### Set problem
Can you render the lines below as a JSON list of strings, with one string per line and any blank lines omitted?

──────────

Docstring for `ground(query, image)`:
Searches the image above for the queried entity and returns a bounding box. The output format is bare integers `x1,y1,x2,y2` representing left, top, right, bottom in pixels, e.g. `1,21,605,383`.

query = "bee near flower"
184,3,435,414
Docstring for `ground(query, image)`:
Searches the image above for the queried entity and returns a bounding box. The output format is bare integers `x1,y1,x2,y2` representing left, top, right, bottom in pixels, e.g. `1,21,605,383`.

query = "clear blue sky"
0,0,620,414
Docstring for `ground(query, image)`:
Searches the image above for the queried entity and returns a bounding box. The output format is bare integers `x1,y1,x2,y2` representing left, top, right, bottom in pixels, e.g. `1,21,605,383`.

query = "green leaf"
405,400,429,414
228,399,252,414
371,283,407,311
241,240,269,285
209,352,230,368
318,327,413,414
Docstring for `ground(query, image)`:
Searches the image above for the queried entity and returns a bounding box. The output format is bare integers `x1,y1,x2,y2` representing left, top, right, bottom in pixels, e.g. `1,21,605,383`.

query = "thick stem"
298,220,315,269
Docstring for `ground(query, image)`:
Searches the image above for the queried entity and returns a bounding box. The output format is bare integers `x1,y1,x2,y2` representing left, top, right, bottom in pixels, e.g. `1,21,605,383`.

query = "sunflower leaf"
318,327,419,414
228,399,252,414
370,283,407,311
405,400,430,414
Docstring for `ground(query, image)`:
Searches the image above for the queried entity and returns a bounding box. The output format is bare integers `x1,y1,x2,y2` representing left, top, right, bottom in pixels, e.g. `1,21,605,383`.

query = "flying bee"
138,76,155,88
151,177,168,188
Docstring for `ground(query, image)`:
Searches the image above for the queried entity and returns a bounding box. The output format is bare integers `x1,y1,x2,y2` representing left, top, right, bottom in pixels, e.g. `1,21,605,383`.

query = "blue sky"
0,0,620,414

──────────

### Result of this task
[
  "Docstring for `ground(query, image)`:",
  "Searches the image above for the queried entity and returns a bounding box. The output format is bare integers `x1,y1,x2,y2` representing left, top, right, bottom in pixels, e.g. `1,21,605,383`.",
  "query = \"bee near flower\"",
  "184,3,435,414",
  "Docstring for `ground(query, image)`:",
  "Searches the image above for the queried entity and returns a bounding box. The output format is bare integers `x1,y1,x2,y2` representing left, top, right, bottom in pixels, e.g. `1,21,605,383`.",
  "query = \"clear blue sky\"",
  "0,0,620,414",
  "Docstring for `ground(query, image)`:",
  "Searches the image above for the queried entity and returns a bounding box. The output format is bare integers `x1,y1,x2,y2` representing left, top, right, bottom in pixels, e.g. `1,21,605,383`.",
  "query = \"green leaf\"",
  "405,400,429,414",
  "228,399,252,414",
  "371,283,407,311",
  "241,240,269,285",
  "209,352,230,368",
  "318,327,413,414",
  "Docstring for `ground(query, image)`:",
  "Searches the image above for the queried entity and returns a bounding box. The output format is bare integers `x1,y1,x2,y2` representing left, top, right, bottom in pixels, e.g. `1,21,605,383`.",
  "query = \"thick stem\"",
  "298,220,315,269",
  "Docstring for `ground(query, image)`:",
  "Searches the image above for the queried entity and returns a bounding box. The output format is bare integers `x1,y1,x2,y2` representing left, top, right, bottom in pixels, e.g. `1,21,605,383`.",
  "query = \"sunflower leaf\"",
  "318,327,419,414",
  "228,399,252,414",
  "370,283,407,311",
  "405,400,430,414",
  "Docstring for `ground(query, image)`:",
  "Searches the image above for the queried entity and returns a bounding box. The output format is bare integers `x1,y1,x2,y2` representing left, top, right, bottom in pixels, e.g. `1,21,605,383`.",
  "query = \"flying bee\"",
  "138,76,155,88",
  "151,177,168,188",
  "Docstring for `ground(query, image)`:",
  "Searches the image above for the queried entity and returns a bounding box. The output format is bare integers `x1,y1,x2,y2` representing left, top, right, bottom in pixels, e.g. `1,21,605,383`.",
  "query = \"blue sky\"",
  "0,0,620,414"
]